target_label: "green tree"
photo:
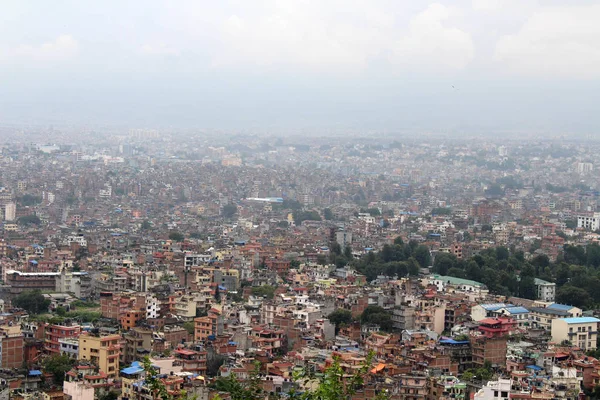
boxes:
[323,208,334,220]
[43,354,75,386]
[222,204,237,219]
[414,245,432,268]
[251,285,277,299]
[328,309,353,334]
[141,220,152,230]
[556,285,591,309]
[13,290,51,314]
[291,352,388,400]
[168,231,185,242]
[18,214,41,225]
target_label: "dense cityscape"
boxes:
[0,130,599,399]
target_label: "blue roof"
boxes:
[526,365,542,371]
[481,303,509,311]
[504,306,529,314]
[121,361,144,375]
[29,370,42,376]
[548,303,574,311]
[218,285,227,291]
[439,339,470,345]
[561,317,600,324]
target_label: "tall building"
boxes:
[78,332,121,379]
[3,203,15,221]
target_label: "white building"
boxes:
[577,213,600,231]
[3,203,15,221]
[473,378,511,399]
[67,235,87,247]
[534,278,556,302]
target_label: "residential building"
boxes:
[551,317,600,350]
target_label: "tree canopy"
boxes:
[13,290,51,314]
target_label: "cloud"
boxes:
[7,34,78,62]
[494,5,600,78]
[391,3,475,70]
[472,0,501,12]
[140,42,180,56]
[209,1,473,72]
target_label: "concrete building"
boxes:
[3,203,15,222]
[78,333,121,379]
[551,317,600,350]
[45,323,81,354]
[534,278,556,302]
[577,213,600,231]
[0,324,24,368]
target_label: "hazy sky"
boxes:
[1,0,599,133]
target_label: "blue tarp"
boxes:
[439,339,470,345]
[526,365,542,371]
[121,361,144,375]
[29,370,42,376]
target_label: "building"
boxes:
[0,324,24,368]
[534,278,556,302]
[551,317,600,350]
[45,323,81,354]
[6,270,59,295]
[577,213,600,231]
[78,333,121,379]
[3,203,15,222]
[473,378,511,399]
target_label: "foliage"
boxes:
[360,306,393,331]
[19,194,42,206]
[43,354,75,386]
[327,309,353,334]
[66,310,102,322]
[222,204,238,219]
[360,208,381,217]
[13,290,51,314]
[212,361,264,400]
[251,285,277,299]
[141,220,152,230]
[72,300,100,308]
[293,210,321,225]
[323,208,334,220]
[168,231,185,242]
[431,207,451,215]
[290,351,388,400]
[183,322,195,335]
[99,392,119,400]
[18,214,41,225]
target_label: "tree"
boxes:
[222,204,237,219]
[291,352,388,400]
[212,361,264,400]
[43,354,75,386]
[168,232,185,242]
[141,220,152,230]
[99,392,119,400]
[433,252,456,275]
[556,285,591,309]
[414,246,432,268]
[13,290,51,314]
[328,309,353,334]
[361,306,393,331]
[18,214,41,225]
[251,285,277,299]
[323,208,334,220]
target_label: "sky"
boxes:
[1,0,599,134]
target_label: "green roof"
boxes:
[432,274,486,288]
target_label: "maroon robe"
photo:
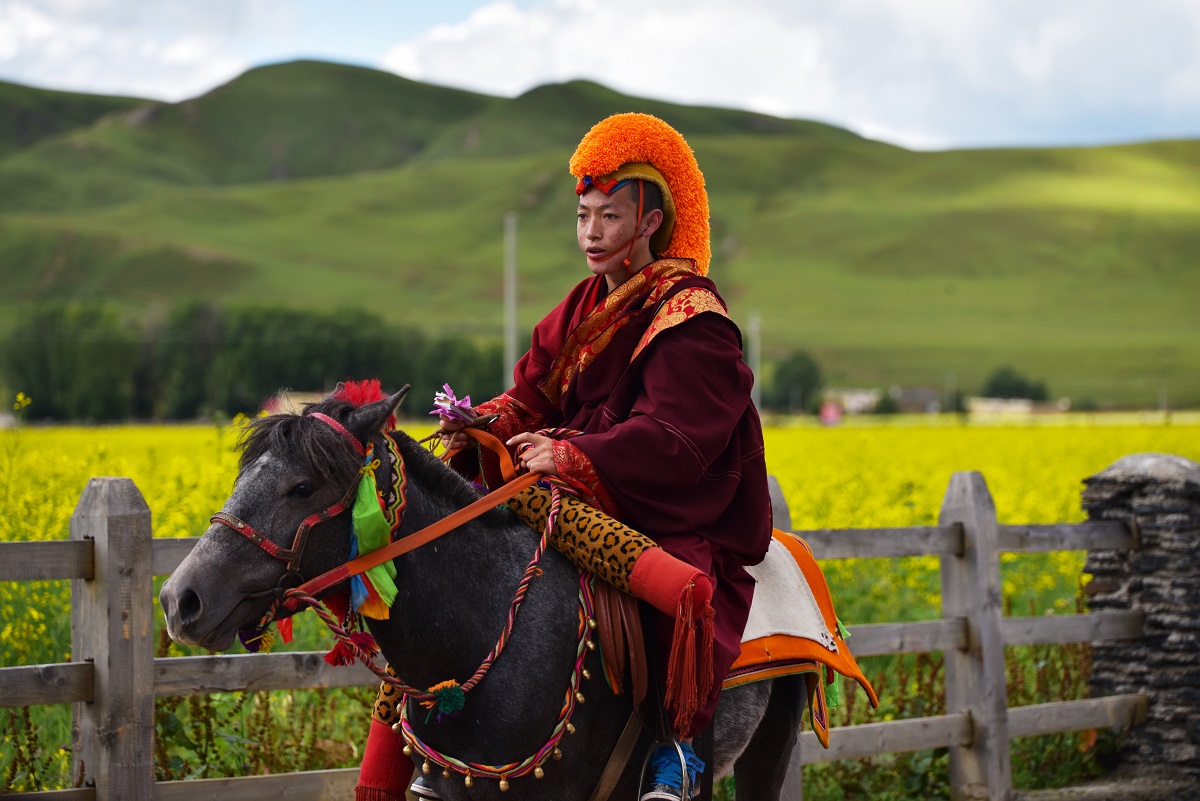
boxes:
[469,258,773,736]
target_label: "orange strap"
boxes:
[287,428,538,605]
[453,426,522,484]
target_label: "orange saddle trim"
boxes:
[724,530,879,747]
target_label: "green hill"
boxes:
[0,80,143,158]
[0,60,1196,408]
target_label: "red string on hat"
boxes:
[621,179,646,273]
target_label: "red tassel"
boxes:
[665,583,699,736]
[698,601,715,707]
[334,379,396,429]
[324,640,356,667]
[350,631,380,659]
[276,616,294,644]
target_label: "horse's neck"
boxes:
[374,453,536,683]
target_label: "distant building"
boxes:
[966,396,1071,419]
[966,397,1034,417]
[823,388,882,415]
[890,386,942,414]
[823,386,945,415]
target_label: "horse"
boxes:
[160,387,808,800]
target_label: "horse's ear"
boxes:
[345,384,410,440]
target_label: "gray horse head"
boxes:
[160,387,407,650]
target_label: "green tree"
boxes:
[1,301,139,421]
[982,366,1049,401]
[873,393,900,415]
[153,302,226,419]
[763,350,823,413]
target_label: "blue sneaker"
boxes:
[409,775,441,800]
[641,741,705,801]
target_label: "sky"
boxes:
[1,0,1198,150]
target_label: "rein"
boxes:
[284,460,540,608]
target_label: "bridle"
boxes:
[209,412,369,587]
[211,411,540,612]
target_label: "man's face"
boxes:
[576,184,649,289]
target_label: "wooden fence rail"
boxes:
[1,471,1147,801]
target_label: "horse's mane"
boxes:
[391,430,490,512]
[237,397,492,515]
[237,397,364,484]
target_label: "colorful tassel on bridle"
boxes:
[348,442,400,619]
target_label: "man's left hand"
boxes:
[507,432,558,476]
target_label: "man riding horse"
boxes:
[358,113,774,801]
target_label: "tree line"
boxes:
[2,300,1056,423]
[1,300,840,423]
[1,301,505,422]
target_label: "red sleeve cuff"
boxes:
[551,440,621,517]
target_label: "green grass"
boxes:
[0,79,143,159]
[1,62,1198,408]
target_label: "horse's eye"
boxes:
[289,482,316,499]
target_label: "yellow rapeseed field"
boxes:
[763,416,1200,623]
[2,413,1197,657]
[2,412,1198,791]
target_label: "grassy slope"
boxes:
[0,62,1196,407]
[0,61,500,212]
[715,138,1200,405]
[0,80,144,158]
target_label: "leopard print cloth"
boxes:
[372,664,403,725]
[504,486,654,594]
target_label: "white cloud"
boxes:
[0,0,288,100]
[0,0,1196,147]
[379,0,1200,149]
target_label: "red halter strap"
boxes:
[210,413,367,574]
[310,412,366,456]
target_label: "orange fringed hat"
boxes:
[570,113,711,275]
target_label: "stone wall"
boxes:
[1082,453,1200,780]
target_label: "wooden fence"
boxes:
[0,471,1147,801]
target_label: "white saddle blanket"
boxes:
[742,536,838,653]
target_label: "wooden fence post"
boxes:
[71,477,155,800]
[939,472,1012,801]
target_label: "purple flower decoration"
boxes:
[430,383,477,424]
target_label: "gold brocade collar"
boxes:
[540,259,703,406]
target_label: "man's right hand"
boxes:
[438,418,470,451]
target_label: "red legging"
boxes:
[356,718,414,801]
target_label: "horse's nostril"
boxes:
[177,587,203,626]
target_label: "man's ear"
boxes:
[345,385,409,441]
[641,208,665,238]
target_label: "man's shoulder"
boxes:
[632,281,738,362]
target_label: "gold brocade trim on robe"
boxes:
[541,259,718,406]
[631,287,731,363]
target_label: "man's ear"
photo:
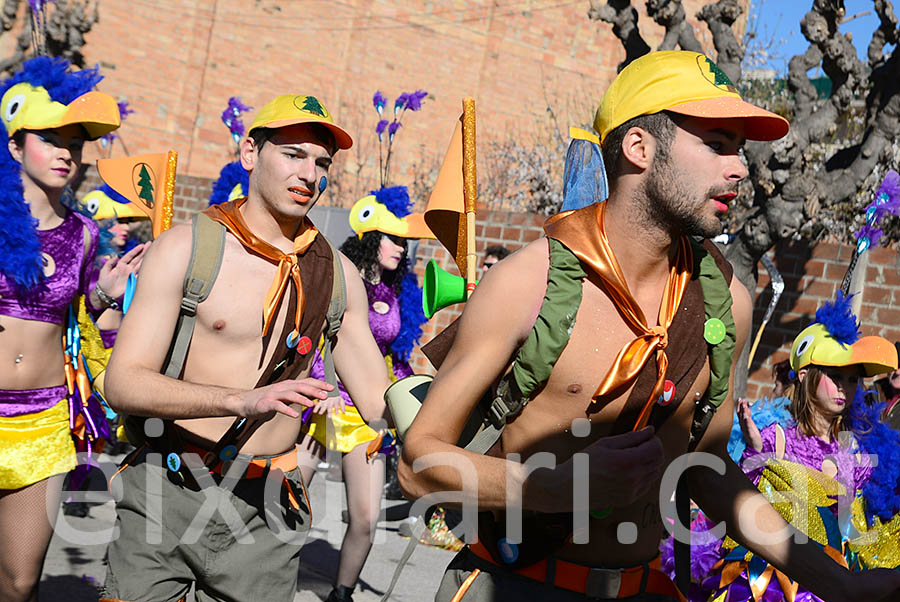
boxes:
[239,136,257,171]
[8,136,23,164]
[620,126,654,171]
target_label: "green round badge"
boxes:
[590,508,612,520]
[704,318,726,345]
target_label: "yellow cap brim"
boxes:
[666,96,789,142]
[253,117,353,150]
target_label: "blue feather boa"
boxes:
[847,390,900,523]
[371,186,425,360]
[0,57,105,290]
[728,396,792,463]
[209,160,249,206]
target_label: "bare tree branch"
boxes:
[588,0,651,72]
[646,0,703,52]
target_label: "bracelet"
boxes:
[94,284,120,310]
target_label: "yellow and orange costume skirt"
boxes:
[0,385,76,490]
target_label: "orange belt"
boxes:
[468,541,685,600]
[180,442,298,479]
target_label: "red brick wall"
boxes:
[24,0,743,196]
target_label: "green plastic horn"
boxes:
[423,259,471,319]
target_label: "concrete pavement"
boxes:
[39,452,457,601]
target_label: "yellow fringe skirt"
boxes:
[0,399,76,490]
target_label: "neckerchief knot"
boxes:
[204,198,318,340]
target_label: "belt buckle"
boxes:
[585,567,622,599]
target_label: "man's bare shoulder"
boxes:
[728,272,752,332]
[144,221,193,265]
[479,237,549,292]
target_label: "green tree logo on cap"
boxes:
[700,56,737,92]
[300,96,327,118]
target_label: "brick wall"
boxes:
[8,0,743,195]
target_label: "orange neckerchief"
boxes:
[543,202,693,430]
[204,198,318,340]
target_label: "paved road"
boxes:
[40,453,456,601]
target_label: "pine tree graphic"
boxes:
[301,96,326,117]
[705,58,736,90]
[137,164,155,207]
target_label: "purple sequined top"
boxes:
[310,280,414,405]
[742,423,873,500]
[0,210,100,325]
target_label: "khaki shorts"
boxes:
[101,446,310,602]
[435,548,682,602]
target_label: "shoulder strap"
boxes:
[676,238,737,597]
[466,237,584,454]
[162,213,226,379]
[687,238,737,451]
[319,237,347,395]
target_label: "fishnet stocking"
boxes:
[0,475,63,602]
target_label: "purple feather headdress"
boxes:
[371,89,429,187]
[221,96,252,144]
[854,170,900,254]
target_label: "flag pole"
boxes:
[461,98,477,298]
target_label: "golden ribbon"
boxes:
[544,202,692,430]
[205,198,318,339]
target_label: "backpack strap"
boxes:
[466,237,584,454]
[319,238,347,395]
[675,238,736,596]
[163,213,226,379]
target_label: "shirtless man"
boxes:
[101,95,393,602]
[401,52,900,601]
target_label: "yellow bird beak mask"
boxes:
[349,186,434,240]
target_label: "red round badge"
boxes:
[296,336,313,355]
[658,380,675,406]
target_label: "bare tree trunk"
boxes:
[646,0,703,52]
[588,0,651,72]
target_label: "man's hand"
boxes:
[527,427,665,513]
[834,567,900,602]
[229,378,334,420]
[738,398,763,452]
[97,242,150,299]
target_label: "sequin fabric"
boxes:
[0,210,99,324]
[305,281,412,451]
[0,397,76,489]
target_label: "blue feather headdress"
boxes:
[371,186,426,361]
[812,291,860,346]
[0,57,105,290]
[209,160,249,206]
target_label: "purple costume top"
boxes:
[742,422,873,502]
[310,280,413,405]
[0,210,100,325]
[0,210,100,418]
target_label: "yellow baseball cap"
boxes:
[1,82,120,140]
[594,51,789,143]
[248,94,353,150]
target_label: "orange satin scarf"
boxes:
[204,198,318,339]
[544,203,693,430]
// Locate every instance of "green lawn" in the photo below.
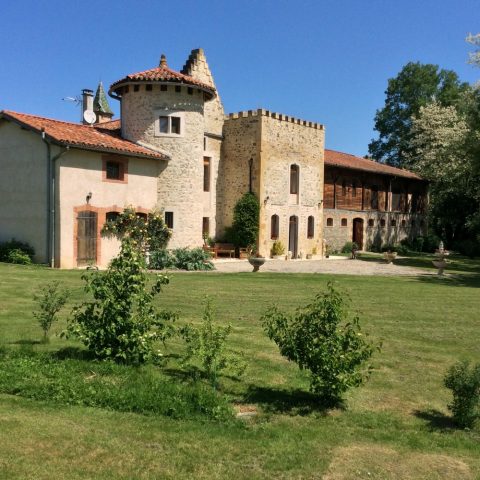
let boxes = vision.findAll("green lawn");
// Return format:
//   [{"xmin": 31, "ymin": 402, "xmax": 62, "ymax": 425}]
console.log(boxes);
[{"xmin": 0, "ymin": 262, "xmax": 479, "ymax": 479}]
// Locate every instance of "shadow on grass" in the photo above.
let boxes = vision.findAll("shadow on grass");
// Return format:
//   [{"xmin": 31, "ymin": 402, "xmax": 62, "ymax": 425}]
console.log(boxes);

====

• Prompt: Lines that contain the string "neckerchief" should be copied from the material above.

• Answer area:
target_label: "neckerchief knot"
target_label: "orange neckerchief"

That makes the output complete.